Using XML Catalogs with JAXP
March 3, 2004
XML documents often refer to other documents that an XML processor has to retrieve in order to make sense of the main document. These external resources, typically referred to by URIs, may be local files; or they may be remote, distributed across the web. In an ideal world the difference would be invisible, since it would be as cheap to access a remote resource as a local one. However, in the real world network failures do occur, and it is wise to design applications that take this into account.
XML Catalogs offer a way to manage local copies of public DTDs, schemas, or indeed any XML resource that exists outside of the referring XML instance document. Rather than modifying the XML instance document to refer directly to a local copy, you leave the reference to the remote resource and write an XML Catalog that maps remote references to local resources. Your application then installs a resolver, whose job it is to consult the catalog whenever an external resource is needed. The Apache xml-commons project's Resolver package, from Norman Walsh, is a collection of Java classes for working with XML Catalogs. This article looks at how to use the Resolver classes with JAXP by working through three XML processing examples that cover the main capabilities of XML Catalogs.

Data items:
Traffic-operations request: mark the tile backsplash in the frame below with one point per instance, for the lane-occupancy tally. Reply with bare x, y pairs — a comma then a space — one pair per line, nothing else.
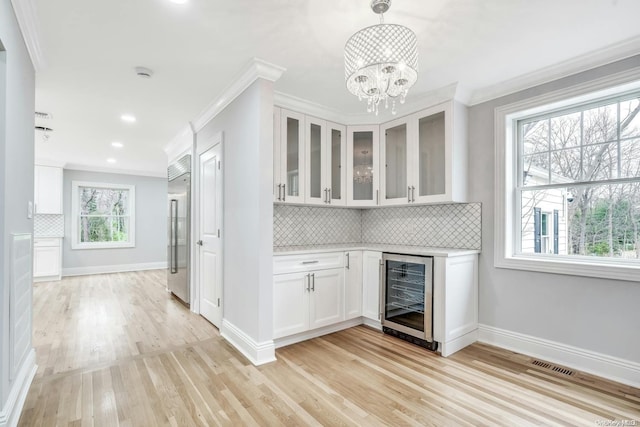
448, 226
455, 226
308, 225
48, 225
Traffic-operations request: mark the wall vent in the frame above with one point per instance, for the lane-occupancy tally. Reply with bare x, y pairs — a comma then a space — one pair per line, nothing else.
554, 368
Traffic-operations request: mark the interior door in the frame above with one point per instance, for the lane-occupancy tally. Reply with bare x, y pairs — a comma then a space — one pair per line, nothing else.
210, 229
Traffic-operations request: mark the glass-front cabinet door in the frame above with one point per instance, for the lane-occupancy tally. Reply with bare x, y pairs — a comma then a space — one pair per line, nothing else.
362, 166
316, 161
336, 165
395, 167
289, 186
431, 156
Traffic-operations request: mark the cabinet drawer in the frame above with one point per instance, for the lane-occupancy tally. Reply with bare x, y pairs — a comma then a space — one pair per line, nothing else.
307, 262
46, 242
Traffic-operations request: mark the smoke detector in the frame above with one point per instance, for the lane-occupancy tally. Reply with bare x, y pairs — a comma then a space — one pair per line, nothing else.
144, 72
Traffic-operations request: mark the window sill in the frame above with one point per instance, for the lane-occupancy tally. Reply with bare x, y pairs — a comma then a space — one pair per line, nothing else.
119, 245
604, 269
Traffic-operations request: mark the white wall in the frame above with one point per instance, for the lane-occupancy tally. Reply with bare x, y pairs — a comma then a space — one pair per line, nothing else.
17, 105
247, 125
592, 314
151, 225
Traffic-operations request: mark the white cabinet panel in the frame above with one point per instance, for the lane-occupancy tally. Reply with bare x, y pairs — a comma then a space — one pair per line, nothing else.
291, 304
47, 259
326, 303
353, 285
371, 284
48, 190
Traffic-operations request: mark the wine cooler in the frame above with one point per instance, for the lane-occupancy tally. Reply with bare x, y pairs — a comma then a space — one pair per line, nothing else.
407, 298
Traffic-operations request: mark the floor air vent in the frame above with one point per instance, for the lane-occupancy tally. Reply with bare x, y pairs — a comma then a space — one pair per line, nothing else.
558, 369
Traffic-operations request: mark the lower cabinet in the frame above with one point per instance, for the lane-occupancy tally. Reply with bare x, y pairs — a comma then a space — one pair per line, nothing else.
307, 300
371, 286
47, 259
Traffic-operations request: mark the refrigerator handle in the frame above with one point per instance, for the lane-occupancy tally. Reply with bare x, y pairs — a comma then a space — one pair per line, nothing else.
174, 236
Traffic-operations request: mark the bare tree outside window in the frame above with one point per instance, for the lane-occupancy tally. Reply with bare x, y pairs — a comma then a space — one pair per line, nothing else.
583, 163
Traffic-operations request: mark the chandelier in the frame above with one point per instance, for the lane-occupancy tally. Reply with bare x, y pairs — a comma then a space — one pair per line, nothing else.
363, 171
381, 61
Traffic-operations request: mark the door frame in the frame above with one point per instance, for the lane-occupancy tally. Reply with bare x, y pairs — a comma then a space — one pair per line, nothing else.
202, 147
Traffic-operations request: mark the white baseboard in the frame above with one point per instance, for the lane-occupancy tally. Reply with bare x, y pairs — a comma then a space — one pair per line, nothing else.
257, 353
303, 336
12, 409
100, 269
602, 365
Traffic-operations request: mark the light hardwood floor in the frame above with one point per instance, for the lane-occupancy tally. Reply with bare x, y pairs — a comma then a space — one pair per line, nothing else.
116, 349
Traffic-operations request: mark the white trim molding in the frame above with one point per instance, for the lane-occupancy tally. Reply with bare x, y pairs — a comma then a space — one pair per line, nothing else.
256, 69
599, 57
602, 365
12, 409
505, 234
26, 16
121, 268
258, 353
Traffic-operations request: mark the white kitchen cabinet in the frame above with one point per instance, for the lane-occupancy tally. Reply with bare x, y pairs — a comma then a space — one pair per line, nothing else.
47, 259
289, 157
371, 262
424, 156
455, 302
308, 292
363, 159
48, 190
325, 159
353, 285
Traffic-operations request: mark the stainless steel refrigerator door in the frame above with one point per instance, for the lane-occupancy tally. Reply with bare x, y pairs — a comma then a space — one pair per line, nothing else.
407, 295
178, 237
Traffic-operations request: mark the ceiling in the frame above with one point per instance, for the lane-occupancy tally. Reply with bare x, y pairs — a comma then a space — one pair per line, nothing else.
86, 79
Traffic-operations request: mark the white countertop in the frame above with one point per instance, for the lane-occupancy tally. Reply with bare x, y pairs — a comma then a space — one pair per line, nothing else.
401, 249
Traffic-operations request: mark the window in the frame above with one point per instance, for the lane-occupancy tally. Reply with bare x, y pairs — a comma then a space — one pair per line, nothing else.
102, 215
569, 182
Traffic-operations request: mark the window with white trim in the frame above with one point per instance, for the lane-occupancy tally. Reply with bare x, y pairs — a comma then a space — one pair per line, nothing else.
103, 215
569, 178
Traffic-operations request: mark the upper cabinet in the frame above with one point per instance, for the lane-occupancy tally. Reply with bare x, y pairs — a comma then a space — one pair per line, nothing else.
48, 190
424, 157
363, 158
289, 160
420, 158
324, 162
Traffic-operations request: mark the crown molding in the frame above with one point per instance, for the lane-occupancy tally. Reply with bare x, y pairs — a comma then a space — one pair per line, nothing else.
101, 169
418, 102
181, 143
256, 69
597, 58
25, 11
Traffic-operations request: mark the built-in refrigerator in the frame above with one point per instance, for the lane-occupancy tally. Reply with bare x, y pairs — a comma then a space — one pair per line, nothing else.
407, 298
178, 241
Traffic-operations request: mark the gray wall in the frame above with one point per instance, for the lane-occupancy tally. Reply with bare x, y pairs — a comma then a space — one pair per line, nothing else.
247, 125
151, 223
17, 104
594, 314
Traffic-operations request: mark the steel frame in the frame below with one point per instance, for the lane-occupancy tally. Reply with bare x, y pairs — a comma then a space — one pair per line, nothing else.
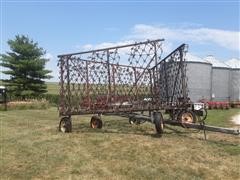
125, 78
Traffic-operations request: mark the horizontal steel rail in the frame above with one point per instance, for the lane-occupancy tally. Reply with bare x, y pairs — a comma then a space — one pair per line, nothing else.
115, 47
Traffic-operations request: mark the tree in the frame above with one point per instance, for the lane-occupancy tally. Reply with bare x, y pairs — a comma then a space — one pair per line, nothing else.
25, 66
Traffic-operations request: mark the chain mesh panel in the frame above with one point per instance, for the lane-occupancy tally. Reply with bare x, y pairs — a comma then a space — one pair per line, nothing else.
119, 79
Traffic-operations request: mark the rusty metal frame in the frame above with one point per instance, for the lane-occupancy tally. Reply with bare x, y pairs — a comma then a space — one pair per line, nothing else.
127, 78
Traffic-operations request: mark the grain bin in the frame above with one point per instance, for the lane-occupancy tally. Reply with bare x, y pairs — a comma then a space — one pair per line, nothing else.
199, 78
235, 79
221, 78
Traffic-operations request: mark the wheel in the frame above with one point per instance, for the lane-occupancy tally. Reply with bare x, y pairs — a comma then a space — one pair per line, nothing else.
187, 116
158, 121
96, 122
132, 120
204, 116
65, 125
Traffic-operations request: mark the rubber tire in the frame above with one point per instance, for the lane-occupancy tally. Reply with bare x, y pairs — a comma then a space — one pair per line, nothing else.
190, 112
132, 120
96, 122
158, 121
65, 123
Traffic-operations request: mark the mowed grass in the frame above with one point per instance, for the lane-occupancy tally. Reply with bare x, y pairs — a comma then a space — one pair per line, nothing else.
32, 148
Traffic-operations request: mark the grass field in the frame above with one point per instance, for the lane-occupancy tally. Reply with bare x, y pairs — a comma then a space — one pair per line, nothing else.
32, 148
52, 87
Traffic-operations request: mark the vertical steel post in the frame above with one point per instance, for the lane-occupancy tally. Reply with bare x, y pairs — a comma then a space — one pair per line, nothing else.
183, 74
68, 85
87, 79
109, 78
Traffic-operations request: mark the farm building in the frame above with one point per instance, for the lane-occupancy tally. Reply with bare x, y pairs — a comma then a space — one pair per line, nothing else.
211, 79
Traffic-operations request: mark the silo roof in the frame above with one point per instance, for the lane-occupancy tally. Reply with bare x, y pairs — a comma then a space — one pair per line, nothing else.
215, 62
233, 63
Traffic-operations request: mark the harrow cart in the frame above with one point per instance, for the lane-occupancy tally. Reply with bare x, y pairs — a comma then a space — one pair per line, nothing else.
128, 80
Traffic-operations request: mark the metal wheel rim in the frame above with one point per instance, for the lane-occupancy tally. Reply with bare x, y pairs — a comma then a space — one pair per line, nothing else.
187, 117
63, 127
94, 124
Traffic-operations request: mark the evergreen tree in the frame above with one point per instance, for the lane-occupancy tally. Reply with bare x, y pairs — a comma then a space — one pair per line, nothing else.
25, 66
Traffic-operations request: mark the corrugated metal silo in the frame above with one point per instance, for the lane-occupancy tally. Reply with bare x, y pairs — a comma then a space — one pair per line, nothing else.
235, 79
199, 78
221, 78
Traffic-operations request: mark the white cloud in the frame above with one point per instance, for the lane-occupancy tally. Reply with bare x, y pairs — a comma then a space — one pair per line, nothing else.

§ Problems to solve:
**a)** Do the following statements agree with the XML Catalogs text? Answer yes or no for each, quoting the words of the text that decide it. (i) Using an XML Catalog means editing the XML instance document so that it points directly to a local copy. (ii) The Resolver package belongs to the Apache xml-commons project. (iii) The article works through three XML processing examples.
**b)** Translate this sentence from the XML Catalogs text into Spanish: "Your application then installs a resolver, whose job it is to consult the catalog whenever an external resource is needed."
**c)** Return everything in the XML Catalogs text from "Using XML Catalogs" down to "this into account.", copied word for word.

§ Solutions:
**a)**
(i) No: "Rather than modifying the XML instance document to refer directly to a local copy, you leave the reference to the remote resource and write an XML Catalog that maps remote references to local resources."
(ii) Yes: "The Apache xml-commons project's Resolver package, from Norman Walsh, is a collection of Java classes for working with XML Catalogs."
(iii) Yes: "working through three XML processing examples that cover the main capabilities of XML Catalogs."

**b)** Luego, su aplicación instala un resolvedor, cuya función es consultar el catálogo siempre que se necesita un recurso externo.

**c)**
Using XML Catalogs with JAXP
March 3, 2004
XML documents often refer to other documents that an XML processor has to retrieve in order to make sense of the main document. These external resources, typically referred to by URIs, may be local files; or they may be remote, distributed across the web. In an ideal world the difference would be invisible, since it would be as cheap to access a remote resource as a local one. However, in the real world network failures do occur, and it is wise to design applications that take this into account.